[start EXTRACTED MATERIAL]

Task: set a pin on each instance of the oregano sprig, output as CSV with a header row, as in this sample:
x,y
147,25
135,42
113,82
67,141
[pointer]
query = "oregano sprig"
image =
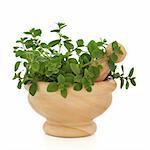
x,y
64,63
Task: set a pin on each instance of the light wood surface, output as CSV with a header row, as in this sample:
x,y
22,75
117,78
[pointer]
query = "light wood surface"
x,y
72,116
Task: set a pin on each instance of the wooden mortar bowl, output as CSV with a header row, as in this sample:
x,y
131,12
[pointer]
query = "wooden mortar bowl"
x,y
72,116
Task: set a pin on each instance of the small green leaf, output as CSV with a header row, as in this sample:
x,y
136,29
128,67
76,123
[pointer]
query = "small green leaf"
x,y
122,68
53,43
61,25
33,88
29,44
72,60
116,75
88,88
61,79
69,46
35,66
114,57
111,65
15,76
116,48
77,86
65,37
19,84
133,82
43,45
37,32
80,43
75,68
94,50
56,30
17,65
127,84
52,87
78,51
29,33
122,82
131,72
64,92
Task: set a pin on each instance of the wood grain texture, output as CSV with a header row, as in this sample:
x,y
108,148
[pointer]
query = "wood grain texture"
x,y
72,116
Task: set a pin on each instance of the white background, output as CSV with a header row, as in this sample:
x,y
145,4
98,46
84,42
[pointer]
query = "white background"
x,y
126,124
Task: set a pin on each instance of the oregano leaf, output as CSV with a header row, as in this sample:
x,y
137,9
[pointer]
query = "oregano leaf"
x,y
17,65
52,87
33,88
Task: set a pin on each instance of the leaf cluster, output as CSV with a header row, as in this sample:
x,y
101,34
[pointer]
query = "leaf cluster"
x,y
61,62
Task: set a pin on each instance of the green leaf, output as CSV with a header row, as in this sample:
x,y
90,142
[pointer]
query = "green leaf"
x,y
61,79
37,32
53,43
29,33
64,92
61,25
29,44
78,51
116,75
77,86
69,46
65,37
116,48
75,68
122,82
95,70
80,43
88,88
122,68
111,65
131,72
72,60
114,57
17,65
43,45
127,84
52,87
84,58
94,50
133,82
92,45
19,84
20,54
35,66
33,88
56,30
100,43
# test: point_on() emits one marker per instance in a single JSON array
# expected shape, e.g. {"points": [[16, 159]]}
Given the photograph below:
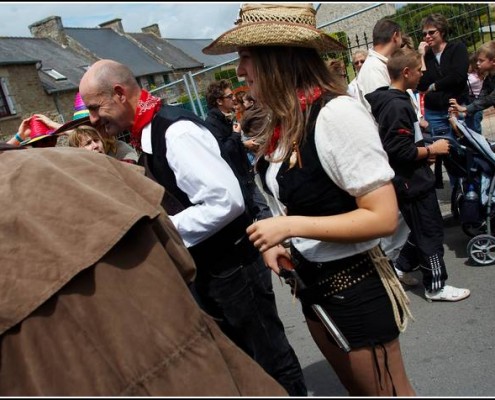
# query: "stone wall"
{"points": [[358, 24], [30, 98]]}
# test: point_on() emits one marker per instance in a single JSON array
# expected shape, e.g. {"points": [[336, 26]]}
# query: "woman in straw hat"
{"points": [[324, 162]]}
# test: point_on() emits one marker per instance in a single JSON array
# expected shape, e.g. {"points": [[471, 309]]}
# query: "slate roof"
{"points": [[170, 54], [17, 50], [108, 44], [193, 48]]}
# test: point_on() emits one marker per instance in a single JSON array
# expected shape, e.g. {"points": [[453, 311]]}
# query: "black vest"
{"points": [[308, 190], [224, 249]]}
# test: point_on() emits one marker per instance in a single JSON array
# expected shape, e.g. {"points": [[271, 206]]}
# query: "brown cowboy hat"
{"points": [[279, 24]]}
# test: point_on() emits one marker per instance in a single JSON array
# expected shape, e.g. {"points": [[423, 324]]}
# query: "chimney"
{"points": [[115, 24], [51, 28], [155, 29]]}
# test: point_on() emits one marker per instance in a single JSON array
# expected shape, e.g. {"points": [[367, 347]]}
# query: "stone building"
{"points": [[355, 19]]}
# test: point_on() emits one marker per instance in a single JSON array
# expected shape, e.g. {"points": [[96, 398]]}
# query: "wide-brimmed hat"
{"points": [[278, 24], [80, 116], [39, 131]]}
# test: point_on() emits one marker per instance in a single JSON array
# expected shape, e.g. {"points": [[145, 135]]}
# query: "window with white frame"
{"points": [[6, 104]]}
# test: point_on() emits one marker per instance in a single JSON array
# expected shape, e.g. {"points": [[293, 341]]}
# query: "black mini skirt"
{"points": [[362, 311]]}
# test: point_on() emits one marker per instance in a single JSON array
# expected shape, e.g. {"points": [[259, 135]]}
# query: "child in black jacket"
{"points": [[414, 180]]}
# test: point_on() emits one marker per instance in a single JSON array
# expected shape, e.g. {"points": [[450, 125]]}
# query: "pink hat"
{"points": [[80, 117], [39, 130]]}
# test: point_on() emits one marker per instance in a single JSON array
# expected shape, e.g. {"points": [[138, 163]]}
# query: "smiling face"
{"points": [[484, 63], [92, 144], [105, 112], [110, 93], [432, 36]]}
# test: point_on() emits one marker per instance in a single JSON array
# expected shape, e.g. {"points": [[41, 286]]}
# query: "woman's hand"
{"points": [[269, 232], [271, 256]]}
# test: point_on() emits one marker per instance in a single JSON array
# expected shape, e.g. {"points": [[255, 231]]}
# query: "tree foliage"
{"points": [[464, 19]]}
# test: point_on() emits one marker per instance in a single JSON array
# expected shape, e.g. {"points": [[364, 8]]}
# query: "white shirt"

[end EXTRACTED MATERIAL]

▸ WHAT YOU SHOULD DO:
Without including any picture, repeat the data exactly.

▸ RESULT:
Task: set a pin on each instance of the oregano sprig, output as CSV with a header row, as in this sample:
x,y
147,25
135,42
113,82
67,141
[pointer]
query = "oregano sprig"
image =
x,y
64,63
Task: set a pin on each instance of the light wood surface, output as CSV with a header row, as in this sample:
x,y
22,75
117,78
[pointer]
query = "light wood surface"
x,y
72,116
Task: set a pin on each instance of the wooden mortar bowl, output as CSV with a header row, as in this sample:
x,y
131,12
[pointer]
query = "wooden mortar bowl"
x,y
72,116
Task: set a pin on each instance of the small green leaf, output as CSV with a header row, as in this sample:
x,y
136,29
128,67
76,123
[pointer]
query = "small green leaf"
x,y
122,68
53,43
61,25
33,88
29,44
72,60
116,75
88,88
61,79
69,46
35,66
114,57
111,65
15,76
116,48
77,86
65,37
19,84
133,82
43,45
37,32
80,43
75,68
94,50
56,30
17,65
127,84
52,87
78,51
29,33
122,82
131,72
64,92
Task: set a pin on each instance of the wood grain texture, output as CSV with a header row, as in this sample:
x,y
108,148
[pointer]
query = "wood grain texture"
x,y
72,116
Task: set a pin on each instance of the white background, output as CSV with a header row, as in this sample:
x,y
145,4
98,46
84,42
[pointer]
query = "white background"
x,y
126,124
Task: set a pin on each instance of the oregano leaf, output as CSV with a header row, as in this sample:
x,y
137,9
[pointer]
query = "oregano leaf"
x,y
17,65
52,87
33,88
Task: set a pin on each instance of the leaf cluster, output as CSV with a header row, as in this sample:
x,y
101,34
[pointer]
query = "leaf cluster"
x,y
61,62
Task: set a pin on each instance of the green leaf, output as CSV with a header row, as in this sample:
x,y
90,142
[pointer]
query = "green leaf"
x,y
61,79
37,32
53,43
29,33
64,92
61,25
29,44
78,51
116,75
77,86
69,46
65,37
116,48
75,68
122,82
95,70
80,43
88,88
122,68
111,65
131,72
72,60
114,57
17,65
43,45
127,84
52,87
84,58
94,50
133,82
92,45
19,84
20,54
35,66
33,88
56,30
100,43
# test: point_on() emits one marker per instance in a single JSON array
# expected shape, e.g. {"points": [[16, 159]]}
Given the photograph below:
# query: "stone wall"
{"points": [[358, 24], [30, 98]]}
# test: point_on() emits one marker per instance in a single JSON array
# expected shape, e.g. {"points": [[336, 26]]}
# query: "woman in straw hat"
{"points": [[324, 162]]}
# test: point_on() emits one marker per instance in a single JSON array
# expected shape, e.g. {"points": [[471, 309]]}
# query: "slate roof"
{"points": [[170, 54], [17, 50], [108, 44], [193, 48]]}
# test: point_on() emits one marker per instance in a single JSON array
# expected shape, e.g. {"points": [[453, 311]]}
# query: "black vest"
{"points": [[308, 190], [224, 249]]}
# test: point_on() emits one marker per instance in a single JSON array
# expected shape, e.g. {"points": [[271, 206]]}
# query: "brown cowboy hat"
{"points": [[279, 24]]}
# test: point_on() emits one marker per instance in a single JSON array
# expected shape, e.g. {"points": [[423, 324]]}
# query: "chimney"
{"points": [[115, 24], [51, 28], [155, 29]]}
# test: point_on() emits one marker per instance in a single JSON array
# expected shape, e.g. {"points": [[367, 347]]}
# query: "stone building"
{"points": [[355, 19]]}
# test: point_on() emits one marker per instance in a single JSON array
# expected shape, e.g. {"points": [[96, 398]]}
# query: "wide-brimmed hat"
{"points": [[278, 24], [80, 116], [39, 131]]}
# test: point_on() emits one marker per instance in a single JSON array
# expected shape, e.g. {"points": [[145, 135]]}
# query: "window with white frame"
{"points": [[6, 104]]}
# test: point_on() emits one marker per instance in a single JSON array
# expected shape, e.g. {"points": [[293, 341]]}
# query: "black mini skirt"
{"points": [[362, 311]]}
# test: point_on() emits one marker per instance in a single JSON array
# expected shape, e.g. {"points": [[259, 135]]}
# query: "child in black jacket"
{"points": [[414, 180]]}
# test: point_on() emits one marker per instance in a single JSON array
# expected shape, e.g. {"points": [[450, 125]]}
# query: "pink hat"
{"points": [[80, 117], [39, 130]]}
# test: point_on() emits one marker per instance in a single JSON array
# expected shape, e.g. {"points": [[138, 163]]}
# query: "smiling face"
{"points": [[484, 63], [92, 144], [105, 112], [110, 93], [432, 36]]}
# test: point_on() emits one marker per instance in a single JSON array
# expected shape, e.g. {"points": [[41, 286]]}
# query: "woman's hand"
{"points": [[269, 232], [271, 256]]}
# test: point_on() emits one marker per instance in a single JSON array
# expected shape, e.g. {"points": [[255, 231]]}
# query: "tree foliage"
{"points": [[464, 19]]}
# test: point_on() emits one marker per instance in a single JSON array
# expected shape, e.g. {"points": [[364, 8]]}
# query: "white shirt"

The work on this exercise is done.